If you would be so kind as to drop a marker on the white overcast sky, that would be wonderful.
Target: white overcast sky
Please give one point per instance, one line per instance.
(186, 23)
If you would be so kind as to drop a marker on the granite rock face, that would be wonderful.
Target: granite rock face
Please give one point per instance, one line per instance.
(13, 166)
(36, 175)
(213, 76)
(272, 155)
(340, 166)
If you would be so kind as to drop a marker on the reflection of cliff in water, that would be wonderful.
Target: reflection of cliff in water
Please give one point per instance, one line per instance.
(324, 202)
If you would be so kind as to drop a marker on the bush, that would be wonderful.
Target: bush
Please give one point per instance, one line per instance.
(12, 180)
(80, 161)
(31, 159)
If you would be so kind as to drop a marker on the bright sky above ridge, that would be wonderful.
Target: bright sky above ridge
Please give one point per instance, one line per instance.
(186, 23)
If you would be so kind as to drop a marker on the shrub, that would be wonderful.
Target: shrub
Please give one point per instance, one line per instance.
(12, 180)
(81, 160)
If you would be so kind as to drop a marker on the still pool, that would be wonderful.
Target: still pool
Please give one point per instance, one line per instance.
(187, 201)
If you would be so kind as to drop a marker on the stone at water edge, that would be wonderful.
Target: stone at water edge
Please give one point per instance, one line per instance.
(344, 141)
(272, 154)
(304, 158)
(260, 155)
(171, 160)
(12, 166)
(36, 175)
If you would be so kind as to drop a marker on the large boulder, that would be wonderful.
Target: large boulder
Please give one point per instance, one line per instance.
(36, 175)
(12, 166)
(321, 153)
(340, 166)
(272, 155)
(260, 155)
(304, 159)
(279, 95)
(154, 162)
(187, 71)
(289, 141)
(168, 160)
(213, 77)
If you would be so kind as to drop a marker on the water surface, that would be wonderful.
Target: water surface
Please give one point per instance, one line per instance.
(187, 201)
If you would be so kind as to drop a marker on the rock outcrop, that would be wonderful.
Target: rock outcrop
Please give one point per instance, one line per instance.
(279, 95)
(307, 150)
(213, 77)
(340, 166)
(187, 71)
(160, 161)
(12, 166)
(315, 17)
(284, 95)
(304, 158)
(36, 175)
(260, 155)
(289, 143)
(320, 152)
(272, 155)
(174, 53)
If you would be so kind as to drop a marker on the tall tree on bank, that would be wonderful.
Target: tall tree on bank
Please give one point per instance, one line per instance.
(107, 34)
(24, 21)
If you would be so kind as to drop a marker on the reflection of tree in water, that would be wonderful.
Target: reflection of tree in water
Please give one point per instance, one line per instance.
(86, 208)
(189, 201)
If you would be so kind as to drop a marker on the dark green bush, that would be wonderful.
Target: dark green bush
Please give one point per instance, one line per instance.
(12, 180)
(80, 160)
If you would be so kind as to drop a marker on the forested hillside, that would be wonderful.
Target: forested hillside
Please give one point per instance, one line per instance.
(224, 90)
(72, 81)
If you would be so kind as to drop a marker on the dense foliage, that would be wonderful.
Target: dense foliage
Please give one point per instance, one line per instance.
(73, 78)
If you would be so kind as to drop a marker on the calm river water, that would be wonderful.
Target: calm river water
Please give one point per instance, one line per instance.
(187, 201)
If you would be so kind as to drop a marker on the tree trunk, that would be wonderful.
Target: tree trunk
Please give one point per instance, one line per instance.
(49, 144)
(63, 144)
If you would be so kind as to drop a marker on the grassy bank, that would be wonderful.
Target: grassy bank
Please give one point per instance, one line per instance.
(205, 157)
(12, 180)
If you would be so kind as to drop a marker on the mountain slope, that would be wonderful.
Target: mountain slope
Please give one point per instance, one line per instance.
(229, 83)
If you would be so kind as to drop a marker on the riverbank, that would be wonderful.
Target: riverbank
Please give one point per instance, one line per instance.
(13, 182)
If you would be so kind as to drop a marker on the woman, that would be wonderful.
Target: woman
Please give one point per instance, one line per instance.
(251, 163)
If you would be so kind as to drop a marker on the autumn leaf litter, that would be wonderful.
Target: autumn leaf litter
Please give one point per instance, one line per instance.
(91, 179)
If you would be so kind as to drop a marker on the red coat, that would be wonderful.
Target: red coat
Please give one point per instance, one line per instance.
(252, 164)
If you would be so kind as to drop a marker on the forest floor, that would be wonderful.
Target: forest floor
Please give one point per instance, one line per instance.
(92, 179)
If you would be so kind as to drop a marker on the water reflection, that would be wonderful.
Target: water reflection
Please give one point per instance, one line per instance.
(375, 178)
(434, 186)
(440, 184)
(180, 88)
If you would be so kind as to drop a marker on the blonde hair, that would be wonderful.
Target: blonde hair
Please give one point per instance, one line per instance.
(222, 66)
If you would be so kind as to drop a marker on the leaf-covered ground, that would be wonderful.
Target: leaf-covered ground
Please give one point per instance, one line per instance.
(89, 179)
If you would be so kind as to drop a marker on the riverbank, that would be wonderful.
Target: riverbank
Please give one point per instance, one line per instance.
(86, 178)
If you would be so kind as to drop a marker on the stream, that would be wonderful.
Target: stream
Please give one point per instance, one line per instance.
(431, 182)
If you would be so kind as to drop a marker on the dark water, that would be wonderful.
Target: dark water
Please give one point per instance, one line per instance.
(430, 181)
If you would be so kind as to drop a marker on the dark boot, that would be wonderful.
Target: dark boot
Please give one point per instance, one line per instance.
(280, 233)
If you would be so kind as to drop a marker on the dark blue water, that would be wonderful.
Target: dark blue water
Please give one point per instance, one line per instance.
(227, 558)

= WHAT YOU WILL DO =
Above are the records; retype every one exactly.

= TASK SOLUTION =
If you would be so kind as to drop a marker on the white overcast sky, that would be wonderful.
Target: white overcast sky
Please give one point per instance, one line per instance.
(186, 23)
If you would be so kind as to drop a marker on the granite rock face, that would be wonderful.
Target: granite rock face
Please give one point per instance, one line per instance.
(13, 166)
(36, 175)
(213, 76)
(272, 155)
(340, 166)
If you would be so kind as to drop a marker on the reflection of cliff in water, that would be wonderful.
Target: reflection of cliff in water
Please give one point per instance, one line per instance.
(324, 202)
If you would be so kind as to drop a marker on the bush, that would be wonderful.
Target: bush
Please give one point per instance, one line per instance.
(12, 180)
(80, 161)
(31, 159)
If you would be so kind as to drop a marker on the bright sky above ridge, that would be wonderful.
Target: bright sky above ridge
Please give one point per instance, one line per instance.
(186, 23)
If you would be so kind as to drop a marker on the shrub, that would be wonderful.
Target: shrub
Please give one point per instance, one line per instance.
(12, 180)
(81, 160)
If you would be so kind as to drop a marker on the still pool, that would be wonderful.
Target: still pool
Please give one point per instance, one line per instance.
(187, 201)
If you would be so kind as to drop a marker on the stone at water edge, that would be wonderful.
Target: stone at water edge
Please give one point per instance, one line per instance.
(344, 141)
(272, 154)
(304, 158)
(260, 155)
(171, 160)
(12, 166)
(36, 175)
If you would be so kind as to drop a marker on the large boulder, that would be wonderful.
Target: large boulder
Please give one point per instance, one line per instance.
(36, 175)
(12, 166)
(321, 153)
(340, 166)
(272, 155)
(260, 155)
(304, 159)
(279, 95)
(154, 162)
(187, 71)
(289, 141)
(168, 160)
(213, 77)
If you would be so kind as to drop a marker on the water surface, that would be wonderful.
Target: water surface
Please give one point per instance, one line per instance.
(187, 201)
If you would be so kind as to drop a marker on the rock outcrop, that would be wonderful.
Target: rock outcrop
Please give one point per instance, one line per instance.
(279, 95)
(307, 150)
(213, 77)
(340, 166)
(187, 71)
(160, 161)
(12, 166)
(315, 17)
(284, 95)
(304, 158)
(36, 175)
(260, 155)
(289, 143)
(320, 152)
(272, 155)
(174, 53)
If you would be so kind as to drop a marker on the tall tree on bank, that would be wonderful.
Target: tall tree on bank
Please give one point per instance, one line per instance.
(107, 34)
(24, 21)
If you would be so kind as to drop a marker on the reflection of tree in water, that would be wonderful.
Target: reflection of tree in water
Please give one point per instance, one line per instance.
(86, 208)
(189, 201)
If you would be so kind as to drop a marker on the dark green bush, that would be wonderful.
Target: dark green bush
Please give one point per instance, one line per instance.
(12, 180)
(80, 160)
If you would be so kind as to drop a marker on the forested hillside, that would be wonderful.
Target: forested hillside
Please give one point per instance, one line per instance.
(224, 90)
(72, 81)
If you would be so kind as to drop a marker on the dense foliage, that would be wonderful.
Target: dense foliage
Please give one point per instance, one line per instance.
(73, 78)
If you would be so kind as to drop a marker on the calm river water, that would be wonderful.
Target: calm river water
Please give one point per instance, one line per instance.
(187, 201)
If you would be so kind as to drop a marker on the tree trunk, that would be wonderful.
Target: tree trunk
Please give one point per instance, one line per instance.
(49, 144)
(63, 144)
If you would be so kind as to drop a marker on the grassy bank, that would be wonderful.
Target: grassy bank
Please give one point per instance, one line per instance.
(205, 157)
(12, 180)
If you would be so kind as to drop a marker on the mountain slope, that would be wonderful.
Target: mountain slope
Please give one point per instance, one line per instance.
(229, 83)
If you would be so kind as to drop a marker on the riverbank, that would be wonderful.
Target: riverbank
Please give one point per instance, one line per instance.
(13, 182)
If you would be so kind as to drop a marker on the woman, that would be wonderful.
Target: woman
Please give one point per instance, one line per instance.
(251, 163)
If you would be so kind as to drop a marker on the autumn leaf litter, that would be wonderful.
Target: autumn leaf litter
Please give one point per instance, one line per instance.
(91, 179)
If you would be so kind as to drop a marker on the red coat, that would be wonderful.
Target: red coat
Please give one point per instance, one line per instance.
(252, 164)
If you would be so kind as to drop a marker on the forest floor, that would be wonderful.
Target: forest floor
Please give one point per instance, one line per instance.
(92, 179)
If you would be so kind as to drop a marker on the water reflection, that would be wonderful.
Target: water reflection
Please give one point per instance, one line per instance.
(375, 178)
(434, 186)
(440, 184)
(180, 88)
If you would be so kind as to drop a marker on the blonde hair, that would be wonderful.
Target: blonde hair
Please give one point per instance, one line per instance.
(222, 66)
If you would be so kind as to drop a marker on the leaf-covered ground, that would be wonderful.
Target: leaf-covered ground
Please give one point per instance, one line per instance.
(89, 179)
If you would be so kind as to drop a marker on the riverbank, that would be wonderful.
Target: riverbank
Please give one point per instance, one line per instance.
(86, 178)
If you would be so kind as to drop a marker on the stream, that would be wonderful.
Target: stream
Please give one point per instance, one line per instance.
(431, 182)
If you would be so kind as to drop a marker on the dark water, that would be wonderful.
Target: dark water
Please give one point per instance, one line per instance.
(430, 181)
If you would be so kind as to drop a marker on the dark boot, that would be wonderful.
Target: dark boot
Please give one point per instance, one line per instance.
(280, 233)
If you would be so kind as to drop a marker on the dark blue water, that would be wonderful.
Target: dark blue water
Please give one point per instance, one line per instance.
(227, 558)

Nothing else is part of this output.